Although there are certain subclasses of human immunoglobulins that lack specific effector functions, there are no known naturally occurring immunoglobulins that lack all effector functions. An alternate approach would be to engineer or mutate the critical residues in the Fc region that are responsible for effector function. For examples see PCT publications WO 2009/100309 (Medimmune), WO 2006/076594 (Xencor), WO 1999/58572 (Univ. Cambridge), US 2006/0134709 (Macrogenics), WO 2006/047350 (Xencor), WO 2006/053301 (Xencor), U.S. Pat. No. 6,737,056 (Genentech), U.S. Pat. No. 5,624,821 (Scotgen Pharmaceuticals), and US 2010/0166740 (Roche).
The binding of IgG to activating and inhibitory Fcγ receptors or the first component of complement (C1q) depends on residues located in the hinge region and the CH2 domain. Two regions of the CH2 domain are critical for FcγRs and complement C1q binding, and have unique sequences. Substitution of human IgG1 and IgG2 residues at positions 233-236 and IgG4 residues at positions 327, 330 and 331 greatly reduced ADCC and CDC (Armour, et al., Eur. J. Immunol. 29(8) (1999) 2613-2624; Shields, et al., J. Biol. Chem. 276(9) (2001) 6591-6604). Idusogie, et al., J. Immunol. 166 (2000) 2571-2575) mapped the C1q binding site for rituxan and showed that Pro329Ala reduced the ability of Rituximab to bind C1q and activate complement. Substitution of Pro329 with Ala has been reported to lead to a reduced binding to the FcγRI, FcγRII and FcγRIIIA receptors (Shields, et al., J. Biol. Chem. 276(9) (2001) 6591-6604) but this mutation has also been described as exhibiting a wildtype-like binding to the FcγRI and FcγRII and only a very small decrease in binding to the FcγRIIIA receptor (Table 1 and Table 2 in EP 1 068 241, Genentech).

WHAT YOU WILL DO:
• a. Write down the passage on Fc effector functions, from "Although there are" up to and including "US 2010/0166740 (Roche).".
• b. How would you sum up the passage on Fc effector functions in three sentences?

[Source records]
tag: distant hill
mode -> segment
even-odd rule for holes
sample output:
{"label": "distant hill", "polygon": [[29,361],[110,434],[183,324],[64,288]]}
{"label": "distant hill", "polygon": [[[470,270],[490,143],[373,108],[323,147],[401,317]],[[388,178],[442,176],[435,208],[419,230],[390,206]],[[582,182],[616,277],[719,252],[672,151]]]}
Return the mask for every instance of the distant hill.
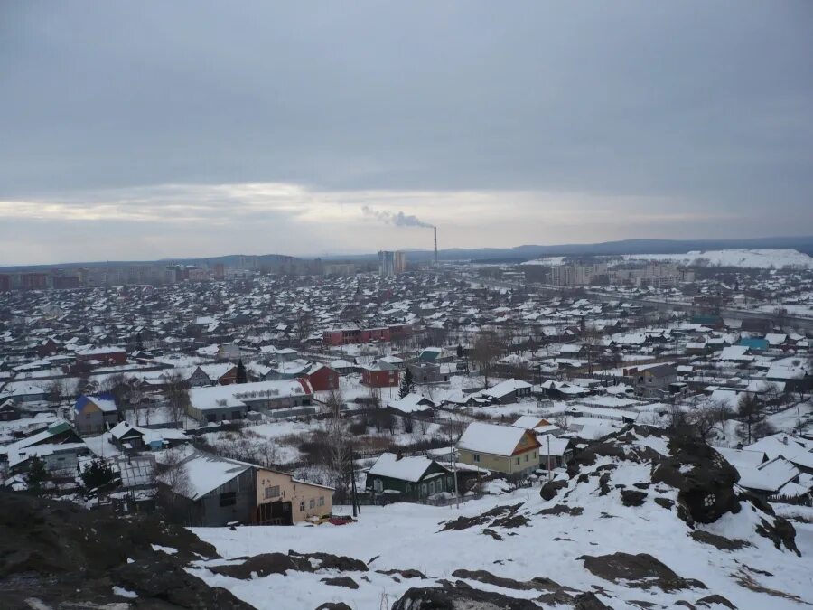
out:
{"label": "distant hill", "polygon": [[[691,250],[794,249],[813,255],[813,236],[754,238],[748,239],[622,239],[596,244],[526,245],[514,248],[451,248],[441,249],[441,260],[477,260],[480,262],[521,262],[541,257],[619,254],[682,254]],[[345,260],[366,260],[375,254],[330,257]],[[430,260],[432,250],[409,250],[411,261]]]}
{"label": "distant hill", "polygon": [[[747,239],[622,239],[603,241],[595,244],[560,244],[555,246],[524,245],[514,248],[450,248],[438,250],[441,260],[472,260],[478,262],[522,262],[541,257],[620,255],[620,254],[682,254],[691,250],[724,249],[794,249],[813,256],[813,236],[753,238]],[[431,260],[432,250],[408,250],[410,261]],[[336,255],[322,257],[324,260],[373,260],[375,252],[355,255]],[[94,267],[126,267],[165,263],[167,265],[216,265],[226,267],[262,267],[297,261],[313,260],[315,257],[289,257],[283,254],[240,255],[229,254],[220,257],[201,258],[163,258],[161,260],[96,261],[61,263],[53,265],[33,265],[0,267],[0,271],[19,271],[76,268]]]}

TASK-BY-TASK OUTPUTS:
• a.
Although there are certain subclasses of human immunoglobulins that lack specific effector functions, there are no known naturally occurring immunoglobulins that lack all effector functions. An alternate approach would be to engineer or mutate the critical residues in the Fc region that are responsible for effector function. For examples see PCT publications WO 2009/100309 (Medimmune), WO 2006/076594 (Xencor), WO 1999/58572 (Univ. Cambridge), US 2006/0134709 (Macrogenics), WO 2006/047350 (Xencor), WO 2006/053301 (Xencor), U.S. Pat. No. 6,737,056 (Genentech), U.S. Pat. No. 5,624,821 (Scotgen Pharmaceuticals), and US 2010/0166740 (Roche).

• b. No naturally occurring immunoglobulins are known to lack all effector functions, so an alternate approach is to engineer or mutate the critical Fc residues responsible for effector function. IgG binding to Fcγ receptors or C1q depends on residues in the hinge region and the CH2 domain, and substituting IgG1 and IgG2 residues at positions 233-236 and IgG4 residues at positions 327, 330 and 331 greatly reduced ADCC and CDC. Pro329Ala reduced Rituximab's ability to bind C1q and activate complement, though reports on its effect on FcγR binding differ, ranging from reduced binding to near-wildtype binding.